| WHAT IS REQUIRED |
According to the article on Sri Lanka's healthcare access ranking, how many countries does the Global Burden of Disease Study assess?

| PAGE TEXT |

Comments /896 Views / Saturday, 20 May 2017 00:29
According to the Global Burden of Disease Study (GBDS) published in the Lancet, Sri Lanka has improved its performance in terms of access to healthcare, maintaining its status in the South Asian region. Ranked 73, the country has improved its performance scoring 76.8 in the 2015 GBDS index compared to 66.3 in 1990, recording an increase of 10.5 in the score. The index records a narrowing of the gap in access to health care over the last 25 years, reflecting on welfare measures taken by successive governments to improve standards. Although the country has performed well in communicable diseases over the years, non-communicable diseases like diabetes, rheumatic heart diseases, and chronic kidney diseases, and the lack of access to proper means to treat them were causes of concern.
The study, which assess performance for 195 countries from 1990-2015 based on death rates, is funded by the Bill and Melinda Gates Foundation. It focuses on more than 30 diseases for which better access to medical care could have been achieved.
The countries that rank above India have a wide variation in healthcare access and quality. In comparison with other countries, China is far ahead ranking at 82, with a score of 74 on the index while Brazil and Bangladesh have scored 65 and 52, respectively.
However, India is ranked at 154, below Sri Lanka and above Pakistan, which has scored 43. This report also targets the growing inequality between countries.

| RECORDS |
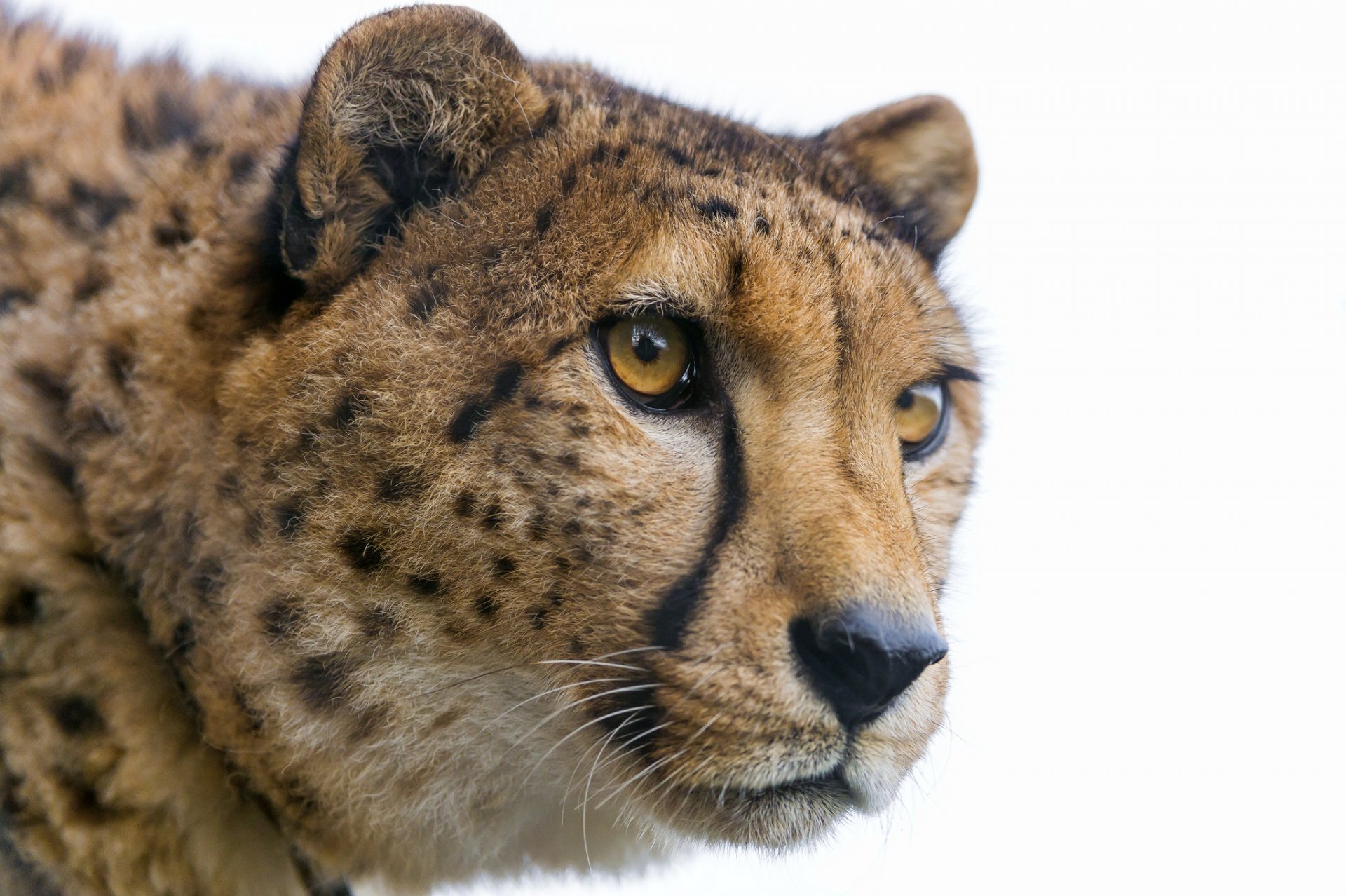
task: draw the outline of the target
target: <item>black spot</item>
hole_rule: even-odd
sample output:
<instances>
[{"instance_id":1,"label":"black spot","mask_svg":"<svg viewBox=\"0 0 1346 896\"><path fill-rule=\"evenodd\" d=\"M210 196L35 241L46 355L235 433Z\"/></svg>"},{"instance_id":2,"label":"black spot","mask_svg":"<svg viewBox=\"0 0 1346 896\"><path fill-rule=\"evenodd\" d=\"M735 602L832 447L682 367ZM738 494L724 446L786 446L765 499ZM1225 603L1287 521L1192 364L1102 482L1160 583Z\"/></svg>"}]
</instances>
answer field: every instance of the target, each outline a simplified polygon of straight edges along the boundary
<instances>
[{"instance_id":1,"label":"black spot","mask_svg":"<svg viewBox=\"0 0 1346 896\"><path fill-rule=\"evenodd\" d=\"M131 381L132 365L135 363L131 352L121 346L108 346L105 357L108 361L108 374L117 383L117 387L124 390L127 382Z\"/></svg>"},{"instance_id":2,"label":"black spot","mask_svg":"<svg viewBox=\"0 0 1346 896\"><path fill-rule=\"evenodd\" d=\"M490 414L490 406L483 401L470 401L448 424L450 441L467 441Z\"/></svg>"},{"instance_id":3,"label":"black spot","mask_svg":"<svg viewBox=\"0 0 1346 896\"><path fill-rule=\"evenodd\" d=\"M186 209L175 204L168 209L168 221L160 221L151 229L155 242L164 249L176 249L191 242L195 234L191 231L190 222L187 221Z\"/></svg>"},{"instance_id":4,"label":"black spot","mask_svg":"<svg viewBox=\"0 0 1346 896\"><path fill-rule=\"evenodd\" d=\"M668 159L673 164L678 165L680 168L686 168L688 165L692 164L692 157L670 143L661 143L658 144L657 148L660 152L668 156Z\"/></svg>"},{"instance_id":5,"label":"black spot","mask_svg":"<svg viewBox=\"0 0 1346 896\"><path fill-rule=\"evenodd\" d=\"M724 435L720 439L720 502L715 522L701 560L696 569L677 580L654 607L649 616L651 643L657 647L677 650L682 634L704 599L705 583L715 568L716 553L730 531L743 515L747 505L747 486L743 476L743 448L739 443L738 424L732 409L725 409Z\"/></svg>"},{"instance_id":6,"label":"black spot","mask_svg":"<svg viewBox=\"0 0 1346 896\"><path fill-rule=\"evenodd\" d=\"M78 178L70 182L69 209L55 209L52 215L69 227L104 230L133 204L120 190L98 190Z\"/></svg>"},{"instance_id":7,"label":"black spot","mask_svg":"<svg viewBox=\"0 0 1346 896\"><path fill-rule=\"evenodd\" d=\"M482 525L487 529L499 529L505 525L505 511L501 509L499 502L493 500L482 511Z\"/></svg>"},{"instance_id":8,"label":"black spot","mask_svg":"<svg viewBox=\"0 0 1346 896\"><path fill-rule=\"evenodd\" d=\"M528 537L533 541L542 541L551 529L551 521L546 517L545 510L538 510L533 514L532 519L528 521Z\"/></svg>"},{"instance_id":9,"label":"black spot","mask_svg":"<svg viewBox=\"0 0 1346 896\"><path fill-rule=\"evenodd\" d=\"M411 577L408 577L406 584L417 595L423 595L425 597L433 597L444 587L444 584L440 581L439 576L433 576L433 574L429 574L429 573L421 573L421 574L417 574L417 576L411 576Z\"/></svg>"},{"instance_id":10,"label":"black spot","mask_svg":"<svg viewBox=\"0 0 1346 896\"><path fill-rule=\"evenodd\" d=\"M411 312L412 318L425 323L439 308L440 293L429 281L416 284L412 288L409 296L406 296L406 311Z\"/></svg>"},{"instance_id":11,"label":"black spot","mask_svg":"<svg viewBox=\"0 0 1346 896\"><path fill-rule=\"evenodd\" d=\"M738 207L720 196L711 196L705 202L696 203L696 210L711 221L715 221L716 218L728 218L732 221L739 217Z\"/></svg>"},{"instance_id":12,"label":"black spot","mask_svg":"<svg viewBox=\"0 0 1346 896\"><path fill-rule=\"evenodd\" d=\"M31 626L38 622L42 605L38 600L38 592L34 588L20 588L9 603L5 604L4 613L0 615L0 623L5 626Z\"/></svg>"},{"instance_id":13,"label":"black spot","mask_svg":"<svg viewBox=\"0 0 1346 896\"><path fill-rule=\"evenodd\" d=\"M184 659L191 648L197 646L197 627L190 619L180 620L168 636L168 655Z\"/></svg>"},{"instance_id":14,"label":"black spot","mask_svg":"<svg viewBox=\"0 0 1346 896\"><path fill-rule=\"evenodd\" d=\"M250 149L238 149L229 156L229 179L233 183L248 179L257 170L257 153Z\"/></svg>"},{"instance_id":15,"label":"black spot","mask_svg":"<svg viewBox=\"0 0 1346 896\"><path fill-rule=\"evenodd\" d=\"M397 502L415 495L421 490L420 478L411 467L393 467L384 471L378 478L374 495L380 500Z\"/></svg>"},{"instance_id":16,"label":"black spot","mask_svg":"<svg viewBox=\"0 0 1346 896\"><path fill-rule=\"evenodd\" d=\"M70 401L70 387L66 381L36 365L19 365L15 373L47 401L65 406Z\"/></svg>"},{"instance_id":17,"label":"black spot","mask_svg":"<svg viewBox=\"0 0 1346 896\"><path fill-rule=\"evenodd\" d=\"M369 413L369 396L363 391L349 391L336 401L328 422L336 429L346 429L357 418Z\"/></svg>"},{"instance_id":18,"label":"black spot","mask_svg":"<svg viewBox=\"0 0 1346 896\"><path fill-rule=\"evenodd\" d=\"M70 460L46 445L38 444L30 440L34 456L38 459L43 467L47 468L47 474L61 483L61 487L69 491L71 495L77 492L78 487L75 483L75 465Z\"/></svg>"},{"instance_id":19,"label":"black spot","mask_svg":"<svg viewBox=\"0 0 1346 896\"><path fill-rule=\"evenodd\" d=\"M382 638L397 628L397 613L382 604L370 607L359 616L359 631L366 638Z\"/></svg>"},{"instance_id":20,"label":"black spot","mask_svg":"<svg viewBox=\"0 0 1346 896\"><path fill-rule=\"evenodd\" d=\"M304 608L296 597L277 597L257 613L262 631L272 640L289 640L304 623Z\"/></svg>"},{"instance_id":21,"label":"black spot","mask_svg":"<svg viewBox=\"0 0 1346 896\"><path fill-rule=\"evenodd\" d=\"M734 253L734 261L730 262L730 277L728 289L731 296L739 295L743 289L743 253Z\"/></svg>"},{"instance_id":22,"label":"black spot","mask_svg":"<svg viewBox=\"0 0 1346 896\"><path fill-rule=\"evenodd\" d=\"M332 710L350 700L353 669L350 657L320 654L302 662L291 681L310 709Z\"/></svg>"},{"instance_id":23,"label":"black spot","mask_svg":"<svg viewBox=\"0 0 1346 896\"><path fill-rule=\"evenodd\" d=\"M90 265L85 272L85 276L75 283L70 297L77 303L83 304L106 289L110 283L112 277L108 276L106 270L98 265Z\"/></svg>"},{"instance_id":24,"label":"black spot","mask_svg":"<svg viewBox=\"0 0 1346 896\"><path fill-rule=\"evenodd\" d=\"M159 149L195 137L201 118L186 96L159 90L148 109L121 105L121 129L133 149Z\"/></svg>"},{"instance_id":25,"label":"black spot","mask_svg":"<svg viewBox=\"0 0 1346 896\"><path fill-rule=\"evenodd\" d=\"M70 737L94 735L105 726L98 706L87 697L62 697L51 704L51 717Z\"/></svg>"},{"instance_id":26,"label":"black spot","mask_svg":"<svg viewBox=\"0 0 1346 896\"><path fill-rule=\"evenodd\" d=\"M476 433L476 428L486 421L491 410L514 397L520 382L524 379L524 366L510 363L495 374L491 391L485 398L467 402L448 424L448 439L454 443L467 441Z\"/></svg>"},{"instance_id":27,"label":"black spot","mask_svg":"<svg viewBox=\"0 0 1346 896\"><path fill-rule=\"evenodd\" d=\"M499 604L495 603L494 595L481 595L472 604L476 608L476 613L486 619L490 619L499 609Z\"/></svg>"},{"instance_id":28,"label":"black spot","mask_svg":"<svg viewBox=\"0 0 1346 896\"><path fill-rule=\"evenodd\" d=\"M248 693L248 689L241 682L234 683L233 697L234 706L242 713L248 732L250 735L260 732L267 724L267 714L253 704L252 694Z\"/></svg>"},{"instance_id":29,"label":"black spot","mask_svg":"<svg viewBox=\"0 0 1346 896\"><path fill-rule=\"evenodd\" d=\"M386 560L374 535L359 529L351 529L342 535L341 541L336 542L336 549L346 556L346 561L351 566L361 572L373 572L382 566Z\"/></svg>"},{"instance_id":30,"label":"black spot","mask_svg":"<svg viewBox=\"0 0 1346 896\"><path fill-rule=\"evenodd\" d=\"M280 505L273 514L276 518L276 531L285 538L297 535L299 527L304 525L304 509L297 503Z\"/></svg>"},{"instance_id":31,"label":"black spot","mask_svg":"<svg viewBox=\"0 0 1346 896\"><path fill-rule=\"evenodd\" d=\"M0 165L0 202L32 199L32 178L28 175L28 160L23 159L8 165Z\"/></svg>"},{"instance_id":32,"label":"black spot","mask_svg":"<svg viewBox=\"0 0 1346 896\"><path fill-rule=\"evenodd\" d=\"M19 305L35 305L38 297L27 289L19 287L0 287L0 315L8 313Z\"/></svg>"}]
</instances>

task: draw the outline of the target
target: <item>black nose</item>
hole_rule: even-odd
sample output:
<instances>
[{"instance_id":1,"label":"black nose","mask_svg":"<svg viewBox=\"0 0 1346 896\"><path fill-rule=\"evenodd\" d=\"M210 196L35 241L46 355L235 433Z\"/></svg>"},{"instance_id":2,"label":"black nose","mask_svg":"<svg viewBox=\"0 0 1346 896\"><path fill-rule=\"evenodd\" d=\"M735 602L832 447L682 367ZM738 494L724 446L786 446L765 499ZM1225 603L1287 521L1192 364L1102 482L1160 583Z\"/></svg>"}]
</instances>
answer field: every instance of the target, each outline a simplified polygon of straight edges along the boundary
<instances>
[{"instance_id":1,"label":"black nose","mask_svg":"<svg viewBox=\"0 0 1346 896\"><path fill-rule=\"evenodd\" d=\"M847 728L878 718L949 651L933 622L909 623L863 605L837 616L795 619L790 642L805 677Z\"/></svg>"}]
</instances>

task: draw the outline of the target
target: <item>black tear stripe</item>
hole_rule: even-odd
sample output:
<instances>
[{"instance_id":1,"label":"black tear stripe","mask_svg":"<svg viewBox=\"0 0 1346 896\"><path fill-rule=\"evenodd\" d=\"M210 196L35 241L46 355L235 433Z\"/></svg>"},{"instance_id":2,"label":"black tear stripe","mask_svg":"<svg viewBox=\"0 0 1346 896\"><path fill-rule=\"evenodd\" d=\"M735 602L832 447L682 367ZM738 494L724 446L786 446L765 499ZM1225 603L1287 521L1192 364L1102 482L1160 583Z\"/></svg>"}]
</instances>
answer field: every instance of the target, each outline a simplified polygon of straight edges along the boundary
<instances>
[{"instance_id":1,"label":"black tear stripe","mask_svg":"<svg viewBox=\"0 0 1346 896\"><path fill-rule=\"evenodd\" d=\"M747 505L747 486L743 478L743 447L739 426L730 408L724 417L724 436L720 444L720 500L715 511L711 537L701 552L696 569L673 583L658 605L650 612L651 643L656 647L677 650L682 646L692 613L705 595L705 583L715 570L716 554L724 539L743 515Z\"/></svg>"}]
</instances>

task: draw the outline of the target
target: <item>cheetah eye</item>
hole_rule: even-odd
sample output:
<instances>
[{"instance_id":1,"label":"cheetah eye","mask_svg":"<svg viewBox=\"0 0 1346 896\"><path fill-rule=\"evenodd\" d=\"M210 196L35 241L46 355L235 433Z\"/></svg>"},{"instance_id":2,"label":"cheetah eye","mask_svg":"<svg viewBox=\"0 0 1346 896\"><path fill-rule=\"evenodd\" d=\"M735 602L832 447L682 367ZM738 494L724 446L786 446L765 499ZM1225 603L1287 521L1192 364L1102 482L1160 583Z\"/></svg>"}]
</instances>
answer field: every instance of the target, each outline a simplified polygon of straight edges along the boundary
<instances>
[{"instance_id":1,"label":"cheetah eye","mask_svg":"<svg viewBox=\"0 0 1346 896\"><path fill-rule=\"evenodd\" d=\"M690 398L696 352L686 324L676 318L638 315L600 326L598 342L612 379L650 410L674 410Z\"/></svg>"},{"instance_id":2,"label":"cheetah eye","mask_svg":"<svg viewBox=\"0 0 1346 896\"><path fill-rule=\"evenodd\" d=\"M898 396L895 416L903 460L933 455L949 431L948 386L942 381L911 386Z\"/></svg>"}]
</instances>

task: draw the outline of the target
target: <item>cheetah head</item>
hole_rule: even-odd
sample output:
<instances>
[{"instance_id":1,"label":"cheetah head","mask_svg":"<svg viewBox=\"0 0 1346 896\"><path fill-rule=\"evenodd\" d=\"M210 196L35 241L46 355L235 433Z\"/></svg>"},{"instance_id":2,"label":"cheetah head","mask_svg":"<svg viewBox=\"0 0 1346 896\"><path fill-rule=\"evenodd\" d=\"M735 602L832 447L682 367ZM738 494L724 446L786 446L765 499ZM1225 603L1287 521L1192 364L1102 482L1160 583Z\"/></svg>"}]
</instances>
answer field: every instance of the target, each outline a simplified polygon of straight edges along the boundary
<instances>
[{"instance_id":1,"label":"cheetah head","mask_svg":"<svg viewBox=\"0 0 1346 896\"><path fill-rule=\"evenodd\" d=\"M975 184L938 98L770 136L464 9L355 26L218 383L209 740L405 880L884 807L944 712Z\"/></svg>"}]
</instances>

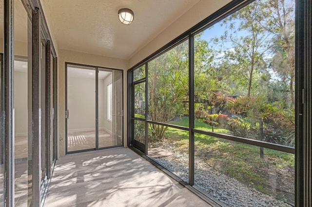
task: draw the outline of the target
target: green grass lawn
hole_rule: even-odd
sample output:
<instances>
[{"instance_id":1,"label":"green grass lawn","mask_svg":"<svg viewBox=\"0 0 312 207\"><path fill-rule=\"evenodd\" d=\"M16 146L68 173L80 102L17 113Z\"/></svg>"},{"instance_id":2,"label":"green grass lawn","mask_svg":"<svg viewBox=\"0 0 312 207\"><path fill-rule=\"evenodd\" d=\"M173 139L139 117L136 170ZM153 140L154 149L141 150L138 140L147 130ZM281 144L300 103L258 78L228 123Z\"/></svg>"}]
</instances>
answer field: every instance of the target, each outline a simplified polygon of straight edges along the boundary
<instances>
[{"instance_id":1,"label":"green grass lawn","mask_svg":"<svg viewBox=\"0 0 312 207\"><path fill-rule=\"evenodd\" d=\"M188 127L189 119L184 117L170 123ZM203 130L212 129L197 120L195 126ZM214 132L229 133L226 129L215 127ZM175 141L177 150L188 152L188 131L168 128L165 137ZM200 158L246 185L290 203L294 202L294 155L264 149L262 159L258 147L195 133L195 160ZM285 189L289 192L285 192Z\"/></svg>"}]
</instances>

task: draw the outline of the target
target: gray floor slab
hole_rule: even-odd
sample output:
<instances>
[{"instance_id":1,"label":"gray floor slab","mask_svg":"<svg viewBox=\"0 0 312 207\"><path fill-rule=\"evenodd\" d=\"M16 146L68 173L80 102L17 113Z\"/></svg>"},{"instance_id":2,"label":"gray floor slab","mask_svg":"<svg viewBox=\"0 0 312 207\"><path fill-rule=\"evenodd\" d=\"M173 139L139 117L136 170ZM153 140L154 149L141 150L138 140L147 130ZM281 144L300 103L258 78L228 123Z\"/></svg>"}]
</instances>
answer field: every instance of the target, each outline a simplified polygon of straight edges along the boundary
<instances>
[{"instance_id":1,"label":"gray floor slab","mask_svg":"<svg viewBox=\"0 0 312 207\"><path fill-rule=\"evenodd\" d=\"M46 207L210 207L128 148L57 161Z\"/></svg>"}]
</instances>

| RESPONSE TO THIS TASK |
195 countries.